▶ **Provided data**
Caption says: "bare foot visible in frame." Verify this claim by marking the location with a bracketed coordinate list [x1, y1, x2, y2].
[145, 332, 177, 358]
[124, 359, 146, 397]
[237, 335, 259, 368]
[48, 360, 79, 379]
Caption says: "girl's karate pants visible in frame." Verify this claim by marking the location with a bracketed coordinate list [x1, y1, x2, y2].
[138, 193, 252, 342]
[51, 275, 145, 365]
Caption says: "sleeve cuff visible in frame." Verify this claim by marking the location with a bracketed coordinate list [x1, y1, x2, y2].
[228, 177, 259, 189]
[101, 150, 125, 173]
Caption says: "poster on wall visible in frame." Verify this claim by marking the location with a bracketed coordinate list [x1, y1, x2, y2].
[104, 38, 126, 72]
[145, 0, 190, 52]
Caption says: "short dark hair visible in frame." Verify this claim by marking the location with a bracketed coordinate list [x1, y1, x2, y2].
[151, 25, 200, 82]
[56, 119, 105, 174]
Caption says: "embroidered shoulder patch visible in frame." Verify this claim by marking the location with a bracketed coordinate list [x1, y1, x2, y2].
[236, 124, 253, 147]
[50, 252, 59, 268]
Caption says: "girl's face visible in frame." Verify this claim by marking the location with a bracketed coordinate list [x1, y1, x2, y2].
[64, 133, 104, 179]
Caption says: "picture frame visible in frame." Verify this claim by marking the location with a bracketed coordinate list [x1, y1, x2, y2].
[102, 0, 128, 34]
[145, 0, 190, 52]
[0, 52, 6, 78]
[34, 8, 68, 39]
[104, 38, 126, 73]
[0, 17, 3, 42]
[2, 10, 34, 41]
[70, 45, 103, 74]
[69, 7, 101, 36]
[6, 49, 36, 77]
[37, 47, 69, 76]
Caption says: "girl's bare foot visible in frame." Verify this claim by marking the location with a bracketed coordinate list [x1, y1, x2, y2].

▶ **Task to carry out**
Print only the lines from the one with "frame visible in" to the end of the records, both included.

▶ **Written answer**
Caption says: "picture frame visible in frame." Verify this claim by marking the location with a bracketed coordinate list [x1, y1, x2, y2].
[102, 0, 128, 34]
[145, 0, 190, 52]
[0, 52, 6, 78]
[34, 8, 68, 39]
[104, 38, 126, 73]
[0, 17, 3, 42]
[2, 10, 34, 41]
[70, 45, 103, 74]
[69, 7, 101, 36]
[6, 49, 36, 77]
[37, 47, 69, 76]
Caption says: "girl's bare foot visible in frame." Verify this claim by marking the location with a bracketed coordinate list [x1, y1, x2, y2].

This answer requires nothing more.